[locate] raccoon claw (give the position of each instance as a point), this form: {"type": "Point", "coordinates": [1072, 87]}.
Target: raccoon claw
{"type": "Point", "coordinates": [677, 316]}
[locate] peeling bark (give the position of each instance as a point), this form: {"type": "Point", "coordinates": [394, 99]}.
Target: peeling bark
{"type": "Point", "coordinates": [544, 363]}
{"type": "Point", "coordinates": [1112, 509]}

→ Work to complete
Please find how many lines of the entries above include the string "locate", giving the number and nothing else.

→ Output for this exercise
2